BEGIN Available data

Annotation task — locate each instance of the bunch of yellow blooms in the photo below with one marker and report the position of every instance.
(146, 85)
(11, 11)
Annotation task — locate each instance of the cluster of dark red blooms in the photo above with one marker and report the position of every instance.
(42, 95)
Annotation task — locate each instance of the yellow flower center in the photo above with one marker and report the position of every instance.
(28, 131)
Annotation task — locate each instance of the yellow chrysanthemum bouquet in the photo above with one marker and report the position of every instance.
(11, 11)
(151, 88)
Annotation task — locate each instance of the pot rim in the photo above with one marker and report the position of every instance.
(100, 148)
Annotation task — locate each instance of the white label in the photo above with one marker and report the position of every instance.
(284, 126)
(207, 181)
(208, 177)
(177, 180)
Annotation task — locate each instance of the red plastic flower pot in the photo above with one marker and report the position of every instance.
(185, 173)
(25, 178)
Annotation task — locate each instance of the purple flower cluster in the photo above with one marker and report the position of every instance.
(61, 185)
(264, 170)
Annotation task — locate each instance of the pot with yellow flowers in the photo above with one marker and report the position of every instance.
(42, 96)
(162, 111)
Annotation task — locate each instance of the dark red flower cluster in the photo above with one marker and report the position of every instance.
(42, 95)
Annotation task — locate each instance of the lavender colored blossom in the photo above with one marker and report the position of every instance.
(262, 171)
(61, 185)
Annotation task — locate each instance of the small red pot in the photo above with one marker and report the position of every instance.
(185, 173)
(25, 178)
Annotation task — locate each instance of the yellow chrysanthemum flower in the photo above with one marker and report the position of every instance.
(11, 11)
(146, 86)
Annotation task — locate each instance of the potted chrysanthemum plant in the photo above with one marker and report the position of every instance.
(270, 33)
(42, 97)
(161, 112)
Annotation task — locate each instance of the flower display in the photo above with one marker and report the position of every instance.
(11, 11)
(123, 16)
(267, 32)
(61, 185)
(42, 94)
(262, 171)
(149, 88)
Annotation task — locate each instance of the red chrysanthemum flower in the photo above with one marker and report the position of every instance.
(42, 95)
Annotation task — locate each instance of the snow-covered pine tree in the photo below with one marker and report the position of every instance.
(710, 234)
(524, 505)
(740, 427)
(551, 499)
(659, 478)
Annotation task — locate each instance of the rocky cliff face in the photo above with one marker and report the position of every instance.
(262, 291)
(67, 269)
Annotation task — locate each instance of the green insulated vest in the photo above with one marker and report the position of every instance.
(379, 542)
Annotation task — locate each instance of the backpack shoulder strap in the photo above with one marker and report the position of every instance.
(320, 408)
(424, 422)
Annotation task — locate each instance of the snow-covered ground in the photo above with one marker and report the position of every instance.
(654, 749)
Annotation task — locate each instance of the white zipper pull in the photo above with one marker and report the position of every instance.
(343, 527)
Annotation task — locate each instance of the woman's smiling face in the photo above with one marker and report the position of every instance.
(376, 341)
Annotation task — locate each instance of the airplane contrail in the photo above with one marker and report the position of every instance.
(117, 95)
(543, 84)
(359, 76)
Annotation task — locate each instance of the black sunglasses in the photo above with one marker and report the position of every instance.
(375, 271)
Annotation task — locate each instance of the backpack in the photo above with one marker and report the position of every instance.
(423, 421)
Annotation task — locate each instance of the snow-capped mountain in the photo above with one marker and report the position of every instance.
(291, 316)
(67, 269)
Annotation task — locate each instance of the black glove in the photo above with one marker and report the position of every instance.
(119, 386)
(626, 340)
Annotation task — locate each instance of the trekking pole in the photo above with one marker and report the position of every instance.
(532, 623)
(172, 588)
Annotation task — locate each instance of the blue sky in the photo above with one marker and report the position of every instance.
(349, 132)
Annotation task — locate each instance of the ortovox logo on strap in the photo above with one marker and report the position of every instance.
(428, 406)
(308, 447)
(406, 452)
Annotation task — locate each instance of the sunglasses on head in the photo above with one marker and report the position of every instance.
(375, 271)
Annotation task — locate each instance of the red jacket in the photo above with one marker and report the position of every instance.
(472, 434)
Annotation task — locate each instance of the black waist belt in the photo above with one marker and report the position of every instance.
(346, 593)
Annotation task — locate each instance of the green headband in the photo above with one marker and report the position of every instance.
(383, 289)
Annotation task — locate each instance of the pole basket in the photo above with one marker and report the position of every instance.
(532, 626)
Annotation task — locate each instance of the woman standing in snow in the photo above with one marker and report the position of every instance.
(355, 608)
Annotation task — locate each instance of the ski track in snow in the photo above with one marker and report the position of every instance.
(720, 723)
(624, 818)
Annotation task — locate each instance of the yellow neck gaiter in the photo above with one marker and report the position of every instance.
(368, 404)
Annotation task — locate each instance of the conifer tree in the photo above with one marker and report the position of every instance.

END Available data

* _Exercise directions_:
Return every record in full, word for word.

* _Exercise response_:
Annotation task — locate each instance of the bunch of yellow blooms in the photo below with one marker and report the position of every instance.
(146, 85)
(11, 11)
Annotation task — locate each instance of the cluster of dark red blooms in the photo above with one marker and report the position of every instance.
(42, 95)
Annotation task — locate each instance of the yellow flower center in the photo above with one marker and report the position of every instance.
(28, 131)
Annotation task — locate each instance of the yellow chrysanthemum bouquet in the photo above with one marker and report the position of every instance.
(11, 11)
(151, 88)
Annotation task — locate each instance of the pot rim in the photo above with one marker and report the position of every instance.
(100, 148)
Annotation task — locate each instance of the white label in the photo above with one marker and report the position of every instance.
(284, 126)
(207, 181)
(208, 177)
(177, 180)
Annotation task — locate each instance of the red plastic flower pot in the photo above with one marker and report the position of every instance.
(185, 173)
(25, 178)
Annotation task — locate each instance of the purple flower cluster in the photo above with one marker and report the position of every instance.
(61, 185)
(264, 170)
Annotation task — locate each instance of the pot with yellow flowers in the photo above with one marker and report the position of every instance.
(42, 96)
(162, 111)
Annotation task — locate each instance of the dark red flower cluster in the photo above with one marker and report the position of every instance.
(42, 95)
Annotation task — locate each instance of the lavender colored blossom in the photo above with one marker and report the position of every instance.
(262, 171)
(61, 185)
Annotation task — locate each instance of the small red pot in the photo above with one marker and report the position of every instance.
(185, 173)
(25, 178)
Annotation task — locate each instance of the yellow chrysanthemum flower in the photo above with one marker and report the position of every instance.
(11, 11)
(146, 86)
Annotation task — locate each instance of the potted chrysanthemum plant in the photo above with one marker and report the position of every instance.
(270, 33)
(42, 97)
(161, 112)
Annotation task — locate each instance of the flower display in the photo above with one marker and report the position of every instance.
(11, 11)
(123, 16)
(267, 32)
(61, 185)
(42, 94)
(262, 171)
(149, 88)
Annotation task — locate each instance of the red chrysanthemum flower in the photo above with one marker and report the position of every instance.
(42, 95)
Annotation task — locate each instance of the snow-covered pine tree in the photo below with one marker and report the position of every instance.
(710, 234)
(524, 505)
(740, 427)
(551, 499)
(659, 478)
Annotation task — locate each instance of the rocky cliff face in the photo above with one marker and report the position of every instance.
(262, 291)
(67, 269)
Annotation task — locate each instance of the green insulated vest in the photo above with one marker and report the position of every instance.
(379, 542)
Annotation task — locate each instance of the backpack shoulder strap in the photo above with one marker and report the position of every instance.
(320, 408)
(424, 422)
Annotation task — locate each instance of the snow-covered ground in the photo above with one marker and report the position of every instance.
(654, 749)
Annotation task — locate each instance of the white zipper pull in the photo above with one marker and report the position of every instance.
(343, 527)
Annotation task — locate each instance of the woman's smiling face in the photo above with one marker and report the position of every instance.
(376, 341)
Annotation task — locate each instance of the airplane contrail in the photo above with one marker and report the position of every instance.
(117, 95)
(543, 84)
(359, 76)
Annotation task — locate each instance of the black sunglasses in the photo above with one marker and report the position of every instance.
(375, 271)
Annotation task — locate each instance of the backpack in the photo above with one marker and report the position of every instance.
(423, 421)
Annotation task — locate each instance of the snow-capped mountain in the photo above with one marker and report the position of every instance.
(291, 316)
(67, 269)
Annotation task — locate each instance of the black glove in the photo above with one marker and report the position of every instance.
(119, 386)
(626, 340)
Annotation task — locate each instance of the trekking pole in the photo above with one marker and report the position of every instance.
(532, 623)
(172, 588)
Annotation task — locate each instance of the blue sky in the photo above with one marker and report the position of every instance.
(349, 132)
Annotation task — locate each instance of the ortovox logo on strap in the photo above with one marker and report the position of every instance.
(428, 406)
(308, 447)
(406, 452)
Annotation task — locate each instance of the sunglasses on head in the photo above with one marker and report the position of every instance.
(375, 271)
Annotation task — locate each instance of the red jacket in the photo above with one marker and report the position of every instance.
(472, 434)
Annotation task — locate each instance of the black waist belt in the photo above with one marker and report the position of every instance.
(346, 593)
Annotation task — locate each instance of the green headband in the photo above with one marker and report the position of every instance.
(383, 289)
Annotation task — locate each instance of the pole basket in the photo above with one marker and report the position of every instance.
(532, 626)
Annotation task — locate each instance of the woman standing in snow in the photo above with one marker and report the position of every instance.
(355, 608)
Annotation task — locate each instance of the ski track in snow in the photo above with one marker and report the position of every instance.
(720, 723)
(624, 818)
Annotation task — locate each instance of the yellow neck gaiter in the photo above with one marker and report the position of every instance.
(368, 404)
Annotation task — locate each instance of the conifer tree in the photo above with one marker and report the position of every instance.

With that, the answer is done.